### Record set

###

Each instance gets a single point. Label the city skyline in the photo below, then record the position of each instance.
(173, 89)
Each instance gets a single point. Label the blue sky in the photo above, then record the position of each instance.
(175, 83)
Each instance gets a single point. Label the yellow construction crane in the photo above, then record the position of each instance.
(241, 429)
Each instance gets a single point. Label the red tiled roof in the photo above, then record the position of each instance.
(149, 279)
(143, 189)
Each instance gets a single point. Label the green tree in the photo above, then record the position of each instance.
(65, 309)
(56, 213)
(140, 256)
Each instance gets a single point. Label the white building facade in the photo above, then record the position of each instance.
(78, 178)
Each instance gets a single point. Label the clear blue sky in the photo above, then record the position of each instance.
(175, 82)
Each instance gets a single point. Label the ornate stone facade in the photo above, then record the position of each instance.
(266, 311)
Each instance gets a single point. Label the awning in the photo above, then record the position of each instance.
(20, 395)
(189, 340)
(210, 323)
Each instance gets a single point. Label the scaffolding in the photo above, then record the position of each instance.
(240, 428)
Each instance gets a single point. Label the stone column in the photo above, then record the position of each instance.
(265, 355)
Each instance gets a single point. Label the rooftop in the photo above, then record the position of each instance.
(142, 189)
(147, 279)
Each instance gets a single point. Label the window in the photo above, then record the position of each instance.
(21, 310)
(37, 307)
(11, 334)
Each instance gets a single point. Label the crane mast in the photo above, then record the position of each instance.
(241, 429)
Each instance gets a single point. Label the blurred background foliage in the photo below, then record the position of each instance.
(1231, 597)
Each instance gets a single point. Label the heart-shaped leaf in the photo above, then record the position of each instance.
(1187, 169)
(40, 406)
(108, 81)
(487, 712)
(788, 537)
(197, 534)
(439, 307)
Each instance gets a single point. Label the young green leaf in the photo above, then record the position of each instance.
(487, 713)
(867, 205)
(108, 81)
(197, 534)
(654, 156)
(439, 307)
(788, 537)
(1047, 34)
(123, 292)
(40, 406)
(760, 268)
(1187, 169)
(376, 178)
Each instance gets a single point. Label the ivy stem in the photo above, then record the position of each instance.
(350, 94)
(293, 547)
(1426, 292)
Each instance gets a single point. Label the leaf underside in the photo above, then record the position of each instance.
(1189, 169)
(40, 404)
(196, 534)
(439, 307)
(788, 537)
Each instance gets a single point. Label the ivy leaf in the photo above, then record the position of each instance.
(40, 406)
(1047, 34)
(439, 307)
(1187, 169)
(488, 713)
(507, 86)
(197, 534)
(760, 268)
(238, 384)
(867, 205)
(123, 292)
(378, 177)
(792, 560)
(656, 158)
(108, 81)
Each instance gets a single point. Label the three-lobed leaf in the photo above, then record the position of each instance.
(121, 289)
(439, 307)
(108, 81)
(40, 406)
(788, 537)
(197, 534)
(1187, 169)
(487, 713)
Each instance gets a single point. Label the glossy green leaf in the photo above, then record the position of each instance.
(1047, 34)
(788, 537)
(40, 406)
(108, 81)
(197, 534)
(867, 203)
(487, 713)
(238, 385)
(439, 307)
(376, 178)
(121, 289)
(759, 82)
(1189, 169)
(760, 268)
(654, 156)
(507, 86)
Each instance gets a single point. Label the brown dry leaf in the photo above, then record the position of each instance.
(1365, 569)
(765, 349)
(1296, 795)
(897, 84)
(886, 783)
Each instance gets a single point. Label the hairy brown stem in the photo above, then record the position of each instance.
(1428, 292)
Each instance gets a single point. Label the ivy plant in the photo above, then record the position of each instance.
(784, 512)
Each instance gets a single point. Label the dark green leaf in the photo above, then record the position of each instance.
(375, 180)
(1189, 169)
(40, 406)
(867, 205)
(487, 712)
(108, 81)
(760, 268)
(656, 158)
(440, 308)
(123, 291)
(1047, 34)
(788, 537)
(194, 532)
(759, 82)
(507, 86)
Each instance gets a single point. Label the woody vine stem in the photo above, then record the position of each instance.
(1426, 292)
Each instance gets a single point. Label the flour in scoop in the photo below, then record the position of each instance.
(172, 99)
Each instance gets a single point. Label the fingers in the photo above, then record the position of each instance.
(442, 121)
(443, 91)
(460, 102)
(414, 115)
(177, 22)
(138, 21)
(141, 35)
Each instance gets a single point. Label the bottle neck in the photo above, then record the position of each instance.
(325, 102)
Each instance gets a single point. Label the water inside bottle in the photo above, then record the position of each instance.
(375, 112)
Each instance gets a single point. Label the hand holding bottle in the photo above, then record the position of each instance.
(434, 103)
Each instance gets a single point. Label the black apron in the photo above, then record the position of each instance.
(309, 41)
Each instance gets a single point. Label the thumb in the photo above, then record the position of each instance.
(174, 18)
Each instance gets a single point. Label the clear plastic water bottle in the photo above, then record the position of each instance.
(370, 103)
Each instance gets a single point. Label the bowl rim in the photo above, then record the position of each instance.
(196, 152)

###

### Required task
Can you duplicate all of the rows above, word for word and in the same order?

### Solution
Each instance gets a single point. Label the city skyline in the photo below, then record the position of each instance.
(173, 89)
Each instance gets a single point. Label the blue sky in the photo above, then record the position of each instance.
(175, 83)
Each instance gets a single point. Label the yellow construction crane in the photo above, then record the position of each instance.
(241, 429)
Each instance gets a single point. Label the red tiled roof in the photo above, then record the position of each instance.
(149, 279)
(143, 189)
Each instance gets a single point. Label the green tree in the photo above, then record the position of each instance.
(65, 309)
(56, 213)
(140, 256)
Each instance gets a single point. Label the white building facade in the photo above, then record the position of each instance.
(78, 178)
Each instance gets a single point. Label the clear blue sky in the photo above, then record the position of each instance.
(175, 82)
Each instance gets a single point. Label the ornate stone facade in the photo above, then record the position of each instance.
(266, 311)
Each instance gets a single point. Label the awning in the photo above, then record the position of each instance.
(20, 395)
(189, 340)
(210, 323)
Each instance gets a single point. Label the scaffolding in the photo above, then record the position of each instance.
(240, 428)
Each instance gets a single point. Label the stone column in the photo above, then record the position of each instance.
(265, 355)
Each instance gets a single point. Label the rooftop in the photo above, then record the position of each instance.
(142, 189)
(147, 279)
Each instance gets a single point. Label the window in the photo above, then record the position of each instance.
(21, 310)
(37, 307)
(11, 334)
Each instance gets a single point. Label the crane mast in the photo above, then record the position of each instance.
(241, 429)
Each instance gets a single point. Label the blurred background foliage in the photo below, then record the position of each instance.
(1231, 597)
Each instance gets a single point. Label the heart-shaped leaf in the photo above, then record the position of each instance.
(1187, 169)
(40, 406)
(108, 81)
(487, 712)
(788, 537)
(197, 534)
(439, 307)
Each instance gets a single point. Label the young green leaf in the photo above, then record the position of each instance.
(487, 713)
(867, 205)
(108, 81)
(197, 534)
(654, 156)
(439, 307)
(788, 537)
(1047, 34)
(123, 292)
(40, 406)
(760, 268)
(1187, 169)
(376, 178)
Each instance gets a single point. Label the ivy stem in the photo above, then record the position of each instance.
(350, 94)
(293, 547)
(1426, 292)
Each instance gets a single point. Label the leaf underside in the photo above, then record the position of each instance.
(1189, 169)
(40, 404)
(196, 534)
(439, 307)
(788, 537)
Each instance gets a single point. Label the ivy leaf in the photo above, then record the position of each instance.
(40, 406)
(1047, 34)
(439, 307)
(1187, 169)
(488, 713)
(507, 86)
(197, 534)
(760, 268)
(238, 384)
(867, 205)
(123, 292)
(378, 177)
(792, 560)
(656, 158)
(108, 81)
Each instance gets a single point. Label the three-lobed leaf in the photo above, then record the position of each instance.
(121, 289)
(439, 307)
(108, 81)
(40, 406)
(788, 537)
(197, 534)
(1187, 169)
(487, 713)
Each instance gets a single point. Label the glossy green leaf in the photo above, then record the position of each instance.
(1047, 34)
(788, 537)
(40, 406)
(108, 81)
(197, 534)
(867, 203)
(487, 713)
(238, 385)
(439, 307)
(376, 178)
(121, 289)
(759, 82)
(1189, 169)
(760, 268)
(654, 156)
(507, 86)
Each instance gets a single point. Label the brown dry leaf in the photo above, then record the position of each instance.
(1365, 569)
(765, 349)
(1296, 795)
(897, 84)
(886, 783)
Each instance gets a single point. Label the hairy brown stem in the photo above, then record the position of each instance.
(1428, 292)
Each instance gets a single point. Label the ivy plant in the photo above, then record the position of each instance.
(784, 512)
Each instance gets a single point. Label the dark green leaf in the photo above, then record the position of each instance.
(375, 180)
(1189, 169)
(40, 406)
(867, 205)
(487, 712)
(108, 81)
(760, 268)
(656, 158)
(440, 308)
(123, 291)
(1047, 34)
(788, 537)
(194, 532)
(759, 82)
(507, 86)
Each instance gets a single point. Label the woody vine stem in the photo above, then record the position of each instance.
(1426, 292)
Each instance gets a single point. Label the flour in scoop in the photo below, then record the position of each instance.
(172, 99)
Each instance gets a single point. Label the fingers in the photo above, then record the position of each instance.
(442, 121)
(443, 91)
(460, 102)
(414, 115)
(177, 22)
(138, 21)
(141, 35)
Each instance gets a single point. Label the bottle neck in the photo above, then record the position of each instance.
(325, 102)
Each instance gets a single point. Label the water inside bottle in the photo above, then record the position of each instance.
(375, 112)
Each instance gets a single point. Label the hand holding bottle in the photo above, then record the position of each instance.
(434, 103)
Each instance gets a single point. Label the black apron in the photo above, then record the position of each instance.
(309, 41)
Each instance gets a single point. Label the thumb in the photo above, then record the position of each instance.
(174, 18)
Each instance gets a single point. Label the clear plastic water bottle in the photo above, then record the position of each instance.
(370, 103)
Each instance gets a single point. Label the bowl rim in the photo above, then record the position of each instance.
(196, 152)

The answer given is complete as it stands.